Rédigez la suite du portrait d'Emmanuel Besnier, patron de Lactalis, en reprenant après sa dernière phrase.

- [Texte présenté]

※

Les doigts d’une main sont beaucoup trop nombreux pour compter les interviews qu’Emmanuel Besnier a accordées à la presse - nous aussi avons tenté d’entrer en contact, mais en vain… Depuis qu’il est patron de l’empire laitier Lactalis, c’est encore plus simple : il n’a pas parlé à un journaliste. Une rare photo de lui existe, réalisée à Zagreb en 2007 au ministère croate de l’Agriculture (ci-contre). Lors de sa venue vendredi à Bercy pour répondre à la convocation de Bruno Le Maire, il a emprunté une entrée discrète afin d’échapper aux objectifs des photographes. Alors que les syndicalistes agricoles se voient accorder audience plus qu’exceptionnellement, la grande majorité des 15 000 salariés français du groupe Lactalis n’ont jamais rencontré Emmanuel Besnier car il ne se rend jamais dans ses usines. Les ministres de l’Agriculture qui se succèdent rue de Varenne ne connaissent pas son numéro de portable. «Je ne l’ai même jamais rencontré», nous confiait Stéphane Le Foll avant de quitter son ministère en 2017. Au stade de Laval, l’héritier de Lactalis assiste aux matchs de son équipe de foot préférée (dont il est actionnaire et sponsor) depuis sa loge aux mêmes vitres fumées que sa berline. Dans un restaurant de la préfecture de la Mayenne où il a ses habitudes, il déjeune dans un salon privé. Il refuse de publier les comptes de son groupe, qui ne l’ont été qu’une fois et sous la contrainte lors de l’OPA hostile mais réussie contre l’Italien Parmalat en 2011. «Il a repris l’adage de son père : le bruit ne fait pas de bien et le bien ne fait pas de bruit», a confié un jour à Paris Match son ami Jean Arthuis, eurodéputé et ex-ministre, un des rares à le fréquenter.

La 8e fortune française. S’il est invisible et muet, Besnier pèse très lourd. En 2017, le magazine Forbes l’a classé 8e fortune française et 116e mondiale, avec 11,3 milliards de dollars (9,32 milliards d’euros). Pour mémoire, quatre ans plus tôt, elle était estimée à 4,3 milliards de dollars. De quoi investir dans un jet privé, des costumes et des propriétés de luxe sous les tropiques ou fréquenter le Fouquet’s et les clubs du moment ? Que nenni. Le milliardaire élancé (1,90 mètre), à l’élégance sobre (dit-on), ne se rend pas davantage au Rotary Club ou au Lions Club. Ni ne fraye parmi les politiques en vue, les puissants des affaires ou les cercles parisiens. Le PDG n’a aucune vie publique, à l’instar de son paternel Michel.

※

- [Extraits de données]
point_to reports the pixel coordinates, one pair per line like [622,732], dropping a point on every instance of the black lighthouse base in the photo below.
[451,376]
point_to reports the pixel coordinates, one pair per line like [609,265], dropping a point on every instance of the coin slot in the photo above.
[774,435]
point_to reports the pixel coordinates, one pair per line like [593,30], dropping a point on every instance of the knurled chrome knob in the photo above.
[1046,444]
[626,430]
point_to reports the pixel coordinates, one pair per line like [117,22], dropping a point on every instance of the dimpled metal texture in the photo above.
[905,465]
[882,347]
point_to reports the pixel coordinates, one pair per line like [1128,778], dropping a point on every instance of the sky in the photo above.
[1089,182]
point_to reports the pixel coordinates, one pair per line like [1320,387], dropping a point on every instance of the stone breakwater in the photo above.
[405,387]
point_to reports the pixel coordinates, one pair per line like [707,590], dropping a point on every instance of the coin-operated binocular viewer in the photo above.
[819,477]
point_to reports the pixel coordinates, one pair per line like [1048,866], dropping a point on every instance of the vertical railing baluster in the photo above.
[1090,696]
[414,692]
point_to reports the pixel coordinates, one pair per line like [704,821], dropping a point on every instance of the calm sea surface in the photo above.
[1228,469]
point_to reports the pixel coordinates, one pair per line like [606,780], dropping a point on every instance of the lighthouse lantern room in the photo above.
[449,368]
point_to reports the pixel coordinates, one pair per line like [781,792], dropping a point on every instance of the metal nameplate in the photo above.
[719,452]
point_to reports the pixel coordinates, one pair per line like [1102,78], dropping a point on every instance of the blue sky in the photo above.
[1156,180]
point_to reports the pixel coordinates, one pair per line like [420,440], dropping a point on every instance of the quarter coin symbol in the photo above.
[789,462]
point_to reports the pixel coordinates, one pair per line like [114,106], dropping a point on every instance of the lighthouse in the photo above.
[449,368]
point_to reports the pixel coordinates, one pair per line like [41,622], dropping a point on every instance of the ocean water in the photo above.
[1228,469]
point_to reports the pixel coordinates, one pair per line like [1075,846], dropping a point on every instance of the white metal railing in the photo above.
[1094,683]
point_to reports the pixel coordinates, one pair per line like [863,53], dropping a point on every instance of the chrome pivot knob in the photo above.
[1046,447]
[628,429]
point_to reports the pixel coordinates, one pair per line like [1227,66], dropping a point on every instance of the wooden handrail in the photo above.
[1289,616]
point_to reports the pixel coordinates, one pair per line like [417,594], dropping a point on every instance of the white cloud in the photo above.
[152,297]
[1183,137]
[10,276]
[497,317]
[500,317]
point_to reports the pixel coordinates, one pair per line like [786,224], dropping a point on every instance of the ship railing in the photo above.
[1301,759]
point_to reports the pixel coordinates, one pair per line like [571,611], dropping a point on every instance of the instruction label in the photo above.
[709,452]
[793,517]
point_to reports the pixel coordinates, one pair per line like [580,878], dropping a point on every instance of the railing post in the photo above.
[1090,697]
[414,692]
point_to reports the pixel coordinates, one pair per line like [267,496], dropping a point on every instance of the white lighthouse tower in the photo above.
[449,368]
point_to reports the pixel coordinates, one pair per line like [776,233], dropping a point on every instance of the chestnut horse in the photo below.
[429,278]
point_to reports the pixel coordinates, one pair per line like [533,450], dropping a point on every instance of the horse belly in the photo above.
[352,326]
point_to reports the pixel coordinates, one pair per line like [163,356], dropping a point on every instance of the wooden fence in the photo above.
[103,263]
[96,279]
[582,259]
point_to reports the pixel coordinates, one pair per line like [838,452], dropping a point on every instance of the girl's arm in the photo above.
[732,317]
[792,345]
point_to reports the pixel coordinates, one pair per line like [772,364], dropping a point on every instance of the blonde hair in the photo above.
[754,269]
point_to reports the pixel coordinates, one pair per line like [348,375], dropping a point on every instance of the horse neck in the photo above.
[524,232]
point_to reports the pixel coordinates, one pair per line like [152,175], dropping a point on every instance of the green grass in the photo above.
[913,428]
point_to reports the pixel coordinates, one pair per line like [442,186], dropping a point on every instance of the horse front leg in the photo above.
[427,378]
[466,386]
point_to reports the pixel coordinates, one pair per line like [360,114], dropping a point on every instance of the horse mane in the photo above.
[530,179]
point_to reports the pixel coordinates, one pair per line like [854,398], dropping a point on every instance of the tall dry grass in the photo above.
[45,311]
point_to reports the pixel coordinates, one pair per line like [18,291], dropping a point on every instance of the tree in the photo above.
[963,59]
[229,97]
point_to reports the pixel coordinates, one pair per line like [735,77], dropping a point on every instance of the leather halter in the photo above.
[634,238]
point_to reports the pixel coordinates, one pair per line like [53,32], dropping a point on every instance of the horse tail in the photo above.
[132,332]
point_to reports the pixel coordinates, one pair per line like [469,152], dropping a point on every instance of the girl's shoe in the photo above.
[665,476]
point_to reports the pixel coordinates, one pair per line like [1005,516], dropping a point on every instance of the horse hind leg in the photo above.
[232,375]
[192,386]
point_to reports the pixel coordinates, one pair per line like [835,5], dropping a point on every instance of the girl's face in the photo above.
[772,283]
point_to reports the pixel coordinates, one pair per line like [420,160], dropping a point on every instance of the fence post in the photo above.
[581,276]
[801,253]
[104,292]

※

- [Corrigé]
C’est la mort de ce dernier en juin 2000 d’une crise cardiaque dans sa maison de Marbella qui l’a propulsé dans le fauteuil de PDG de Lactalis, groupe familial qu’il avait rejoint immédiatement après ses études à l’Institut supérieur de gestion, à Paris. Il n’a alors que 29  ans. Plus tôt, l’héritier a étudié dans deux institutions catholiques de Laval, sa ville de naissance. Après ses études supérieures, Emmanuel Besnier s’est forgé une expérience dans la production aux Etats-Unis, puis dans la logistique et les questions commerciales en Espagne. Avant de rejoindre le siège lavallois en 1995 pour devenir directeur du développement et occuper un bureau voisin de celui du paternel durant cinq  ans. Ses interlocuteurs le disent solitaire, calme, franc et peu adepte du haussement de ton, à l’inverse de son père. Mais il serait ferme, pour ne pas dire intransigeant et brutal : à l’image de sa gestion de la crise avec les producteurs-fournisseurs de lait depuis 2016.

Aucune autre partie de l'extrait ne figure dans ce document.